Items from a dataset:

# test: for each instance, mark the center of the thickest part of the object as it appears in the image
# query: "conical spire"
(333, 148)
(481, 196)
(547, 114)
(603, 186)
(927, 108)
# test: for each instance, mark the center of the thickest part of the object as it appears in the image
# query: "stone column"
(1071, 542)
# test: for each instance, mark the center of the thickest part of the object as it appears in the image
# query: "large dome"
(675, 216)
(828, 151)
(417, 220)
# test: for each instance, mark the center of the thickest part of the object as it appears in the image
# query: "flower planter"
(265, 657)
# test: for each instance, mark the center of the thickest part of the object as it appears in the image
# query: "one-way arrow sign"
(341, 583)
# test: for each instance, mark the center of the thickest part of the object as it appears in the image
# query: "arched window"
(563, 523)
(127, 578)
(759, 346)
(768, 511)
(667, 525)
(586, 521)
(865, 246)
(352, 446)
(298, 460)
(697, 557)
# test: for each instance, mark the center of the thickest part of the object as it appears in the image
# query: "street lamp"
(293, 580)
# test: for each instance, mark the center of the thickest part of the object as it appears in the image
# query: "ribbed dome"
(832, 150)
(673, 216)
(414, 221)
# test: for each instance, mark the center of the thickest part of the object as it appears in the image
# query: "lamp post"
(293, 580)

## TASK ITEM:
Return every record exactly as it was given.

## PROBLEM SOLUTION:
# test: for each instance, mark the center of the thickest part of the object as it appears in the image
# query: "conical spire"
(333, 148)
(481, 196)
(547, 114)
(603, 186)
(927, 108)
# test: for each instance, mark the center of the thickest part of the object as it appears in the image
# query: "stone column"
(1071, 542)
# test: for each instance, mark the center of the thickest part of the object as it appears in the image
# query: "large dome"
(675, 216)
(828, 151)
(417, 220)
# test: for each instance, mark the center of the thickest part of the object as it appears in the image
# query: "flower planter"
(265, 657)
# test: for each instance, mark the center of the thickest part of the object as it appears in the image
# query: "one-way arrow sign"
(341, 583)
# test: for each instance, mark the center of the thickest part of the object as it appears in the image
# query: "arched window"
(563, 523)
(127, 578)
(759, 346)
(768, 511)
(667, 525)
(586, 521)
(865, 246)
(352, 446)
(298, 460)
(697, 557)
# test: for each instance, mark the center of the thickest part of the object as it appears in the image
# query: "street lamp"
(293, 580)
# test: for each instance, mark the center of the thickest part of the object as it appears in the image
# query: "ribbed dome"
(832, 150)
(673, 216)
(414, 221)
# test: for each instance, mark the center of the thickest part of the object as it appears in the image
# query: "lamp post"
(293, 580)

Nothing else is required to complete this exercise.